Your assignment: Return the part of the storm-tracks passage starting at "5. Storm tracks" and ending at "model level data.", copied word for word.
━━━ Document passage
5. Storm tracks in the upper troposphere
In this section the comparison of the various reanalyses in the upper troposphere are considered using cyclonic 250-hPa vorticity (ξ250) in the NH and SH to identify activity usually associated with pressure troughs. The 500-hPa vorticity (ξ500) will also briefly be considered. Other fields used in HH such as potential vorticity (PV) on a 330-K isentropic surface and potential temperature on a PV = 2 pvu surface could not be used as they are not available from all the reanalyses, although they could be computed given the model level data.
Figure 11 shows the track density for ξ250 in the NH for ERA15, the ECMWF operational analyses (1994–2001), and the NCEP–NCAR and GEOS-1 reanalyses. The pattern of the track density distributions looks very similar, but the level of activity for the ERA15 reanalysis differs significantly from that of the other analyses. The distributions for the ECMWF operational analyses and the NCEP–NCAR and GEOS-1 reanalyses are qualitatively very similar. These show a spiral of disturbances starting in the subtropical Atlantic, then extending through the Mediterranean and into the east Asian jet entrance region in a very narrow band before extending across the Pacific, continuing across North America and into the NH storm track. As pointed out by HH this spiraling band of upper-tropospheric disturbances can amplify through the depth of the troposphere where conditions are favorable such as in the usual baroclinic regions of the east coast of North America and Asia. There is also significant activity over the Siberian storm track region and a second track possibly related to this to the north of the Himalayas that also links up with the more southern track in the east Asian jet entrance region. The impression is of a split track to the north and south of the Himalayas. This is more apparent for ξ500 where the orography has more effect (Figs. 12c,d).
The differences between the ERA15 track density and those for the other analyses are quite dramatic, particularly in the western Pacific subtropical jet region. This is due to a considerable proportion of broken tracks that are removed by the track filtering due to their lack of propagation coherence. This, in turn, appears to be the result of the way the relatively sparse upper-tropospheric data are assimilated in ERA15, resulting in multiple centers (even at T42) and large jumps in displacement and direction when observations occur. Relaxing the constraints used in the optimization procedure for the tracking, that is, the maximum displacement distance and track smoothness, does not resolve this problem. The fact that this does not occur for the ECMWF operational analyses and the NCEP–NCAR and GEOS-1 reanalyses, which use more sophisticated assimilation systems, strongly suggests that this is a problem with the use of a limited form of OI in ERA15. In GEOS-1, IUA is used (Pfaendtner et al. 1995) as discussed in section 2, resulting in smoother fields. In this diagnostic the performance of this method appears to be comparable with the variational schemes, but it is more computationally expensive than the standard OI due to the need to rerun the forecast. The fact that the IUA approach gives comparable results with the variational schemes highlights the importance of the temporal as well as the spatial interpolation of observations. The ECMWF operational analyses give slightly higher track densities than the NCEP–NCAR and GEOS-1 results, probably due to the significantly higher integration resolution of the operational analyses of T213/L31, more recently T319/L50, and currently T511/L60.
━━━━━━
━━━ Data for analysis
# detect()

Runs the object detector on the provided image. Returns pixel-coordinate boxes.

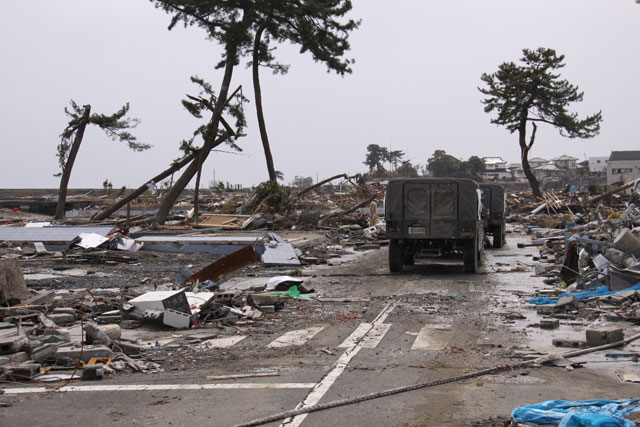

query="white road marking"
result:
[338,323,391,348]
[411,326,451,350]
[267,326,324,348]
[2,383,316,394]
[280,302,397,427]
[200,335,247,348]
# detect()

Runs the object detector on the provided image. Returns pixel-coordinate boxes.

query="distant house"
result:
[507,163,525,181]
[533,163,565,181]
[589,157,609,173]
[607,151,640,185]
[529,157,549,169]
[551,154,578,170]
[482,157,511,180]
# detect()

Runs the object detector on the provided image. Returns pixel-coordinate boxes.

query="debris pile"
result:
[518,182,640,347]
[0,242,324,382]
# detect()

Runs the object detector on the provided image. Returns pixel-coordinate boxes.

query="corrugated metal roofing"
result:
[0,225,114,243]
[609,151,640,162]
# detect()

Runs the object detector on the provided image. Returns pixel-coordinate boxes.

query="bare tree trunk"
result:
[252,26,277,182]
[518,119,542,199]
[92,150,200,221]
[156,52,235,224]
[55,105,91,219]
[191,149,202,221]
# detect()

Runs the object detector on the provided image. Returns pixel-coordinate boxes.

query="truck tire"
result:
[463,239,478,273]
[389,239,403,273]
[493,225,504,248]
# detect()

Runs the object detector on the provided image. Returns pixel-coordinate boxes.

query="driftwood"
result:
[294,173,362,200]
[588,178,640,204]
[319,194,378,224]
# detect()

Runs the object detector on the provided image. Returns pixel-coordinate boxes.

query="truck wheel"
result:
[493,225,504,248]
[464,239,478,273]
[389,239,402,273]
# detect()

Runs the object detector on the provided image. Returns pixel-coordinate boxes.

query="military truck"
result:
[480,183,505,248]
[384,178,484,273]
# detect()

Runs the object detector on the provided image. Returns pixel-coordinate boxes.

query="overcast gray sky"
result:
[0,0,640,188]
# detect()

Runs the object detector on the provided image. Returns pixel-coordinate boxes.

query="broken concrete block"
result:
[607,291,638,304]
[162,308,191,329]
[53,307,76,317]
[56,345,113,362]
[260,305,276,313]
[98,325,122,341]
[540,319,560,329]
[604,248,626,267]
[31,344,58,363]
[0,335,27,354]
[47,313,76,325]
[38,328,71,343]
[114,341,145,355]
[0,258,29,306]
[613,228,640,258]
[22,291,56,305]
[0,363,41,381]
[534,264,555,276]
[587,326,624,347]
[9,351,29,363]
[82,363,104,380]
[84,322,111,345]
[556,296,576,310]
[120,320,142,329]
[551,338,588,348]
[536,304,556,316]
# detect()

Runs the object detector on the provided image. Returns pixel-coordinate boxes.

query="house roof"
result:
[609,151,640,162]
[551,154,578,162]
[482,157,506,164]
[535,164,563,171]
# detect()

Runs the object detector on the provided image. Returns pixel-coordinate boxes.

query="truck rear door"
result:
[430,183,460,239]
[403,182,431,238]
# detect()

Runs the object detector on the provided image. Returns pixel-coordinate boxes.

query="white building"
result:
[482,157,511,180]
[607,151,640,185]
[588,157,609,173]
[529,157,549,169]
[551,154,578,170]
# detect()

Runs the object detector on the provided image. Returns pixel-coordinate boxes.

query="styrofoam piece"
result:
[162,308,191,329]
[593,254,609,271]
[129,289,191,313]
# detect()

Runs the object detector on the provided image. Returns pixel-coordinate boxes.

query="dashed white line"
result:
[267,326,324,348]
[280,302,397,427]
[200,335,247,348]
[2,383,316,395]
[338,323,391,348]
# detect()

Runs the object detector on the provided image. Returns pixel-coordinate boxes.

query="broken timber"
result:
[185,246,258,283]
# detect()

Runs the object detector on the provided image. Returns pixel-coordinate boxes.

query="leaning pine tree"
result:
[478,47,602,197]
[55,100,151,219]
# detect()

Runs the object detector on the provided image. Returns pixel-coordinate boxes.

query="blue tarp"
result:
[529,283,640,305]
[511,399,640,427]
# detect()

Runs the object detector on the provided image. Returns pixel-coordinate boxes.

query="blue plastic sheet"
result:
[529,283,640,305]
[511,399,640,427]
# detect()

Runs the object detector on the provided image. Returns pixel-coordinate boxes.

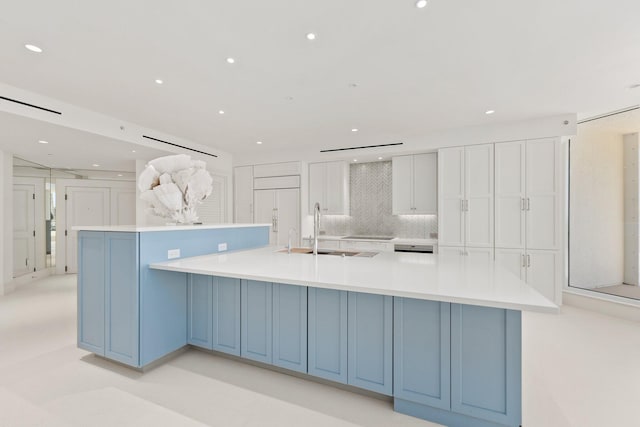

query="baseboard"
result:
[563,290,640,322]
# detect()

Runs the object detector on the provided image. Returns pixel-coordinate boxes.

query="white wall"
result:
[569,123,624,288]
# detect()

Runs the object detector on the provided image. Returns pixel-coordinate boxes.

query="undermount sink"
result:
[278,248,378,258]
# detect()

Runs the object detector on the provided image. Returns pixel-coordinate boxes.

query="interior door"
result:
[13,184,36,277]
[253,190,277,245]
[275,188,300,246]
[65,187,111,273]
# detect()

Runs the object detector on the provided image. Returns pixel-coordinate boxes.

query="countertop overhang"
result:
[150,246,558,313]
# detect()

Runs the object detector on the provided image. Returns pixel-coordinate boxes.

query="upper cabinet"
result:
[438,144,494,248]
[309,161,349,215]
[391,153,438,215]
━━━━━━
Answer box:
5. Storm tracks in the upper troposphere
In this section the comparison of the various reanalyses in the upper troposphere are considered using cyclonic 250-hPa vorticity (ξ250) in the NH and SH to identify activity usually associated with pressure troughs. The 500-hPa vorticity (ξ500) will also briefly be considered. Other fields used in HH such as potential vorticity (PV) on a 330-K isentropic surface and potential temperature on a PV = 2 pvu surface could not be used as they are not available from all the reanalyses, although they could be computed given the model level data.